> **Task to carry out**
Repeat the lines of the data exactly, from the first one through the one that contains "[[206, 68]]".

> **Data**
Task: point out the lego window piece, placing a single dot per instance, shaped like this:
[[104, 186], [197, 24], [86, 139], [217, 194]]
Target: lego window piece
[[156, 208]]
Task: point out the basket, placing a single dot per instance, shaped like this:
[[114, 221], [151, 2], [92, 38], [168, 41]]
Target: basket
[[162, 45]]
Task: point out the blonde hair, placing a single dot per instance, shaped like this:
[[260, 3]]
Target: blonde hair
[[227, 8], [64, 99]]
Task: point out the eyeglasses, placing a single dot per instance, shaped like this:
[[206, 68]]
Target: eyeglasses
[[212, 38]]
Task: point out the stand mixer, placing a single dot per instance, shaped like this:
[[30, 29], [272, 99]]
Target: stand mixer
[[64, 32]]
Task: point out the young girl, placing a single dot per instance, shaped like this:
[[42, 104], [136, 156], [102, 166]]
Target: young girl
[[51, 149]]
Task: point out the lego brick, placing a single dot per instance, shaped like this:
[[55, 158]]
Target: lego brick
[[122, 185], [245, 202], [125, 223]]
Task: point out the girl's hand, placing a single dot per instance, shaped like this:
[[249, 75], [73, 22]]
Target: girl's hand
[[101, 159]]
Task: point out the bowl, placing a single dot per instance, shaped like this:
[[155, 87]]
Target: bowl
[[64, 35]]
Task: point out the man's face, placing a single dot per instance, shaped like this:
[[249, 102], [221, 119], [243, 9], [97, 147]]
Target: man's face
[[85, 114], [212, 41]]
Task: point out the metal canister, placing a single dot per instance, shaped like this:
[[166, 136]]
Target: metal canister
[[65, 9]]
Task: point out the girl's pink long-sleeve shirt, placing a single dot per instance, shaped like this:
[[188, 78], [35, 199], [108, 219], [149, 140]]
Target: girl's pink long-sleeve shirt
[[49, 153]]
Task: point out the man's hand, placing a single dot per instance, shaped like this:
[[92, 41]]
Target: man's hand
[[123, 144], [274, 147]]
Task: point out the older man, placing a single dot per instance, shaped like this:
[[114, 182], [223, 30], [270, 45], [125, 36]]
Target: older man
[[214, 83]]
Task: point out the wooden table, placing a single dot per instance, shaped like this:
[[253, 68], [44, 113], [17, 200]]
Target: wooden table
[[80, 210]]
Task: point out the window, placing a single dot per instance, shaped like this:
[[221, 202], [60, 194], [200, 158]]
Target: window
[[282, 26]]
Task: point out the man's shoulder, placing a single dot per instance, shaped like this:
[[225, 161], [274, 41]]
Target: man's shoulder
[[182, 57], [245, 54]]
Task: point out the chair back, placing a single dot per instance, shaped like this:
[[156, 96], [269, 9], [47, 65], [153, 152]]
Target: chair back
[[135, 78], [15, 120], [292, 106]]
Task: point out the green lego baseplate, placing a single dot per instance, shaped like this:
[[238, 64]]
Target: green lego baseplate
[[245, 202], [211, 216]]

> **Response to this task**
Task: point out the lego window piece, placing a single dot per instance, shaped like this:
[[104, 186], [197, 24], [86, 139], [217, 194]]
Target: lego window piece
[[156, 208]]
Task: point out the basket, placing a single dot per instance, shaped like this:
[[114, 221], [151, 2], [92, 38], [168, 41]]
Target: basket
[[162, 45]]
Task: point out the blonde hair, placing a single dot per instance, shaped like this:
[[260, 3]]
Target: blonde hair
[[227, 8], [64, 99]]
Task: point out the eyeglasses, placing a single dot per instance, shaped like this:
[[206, 68]]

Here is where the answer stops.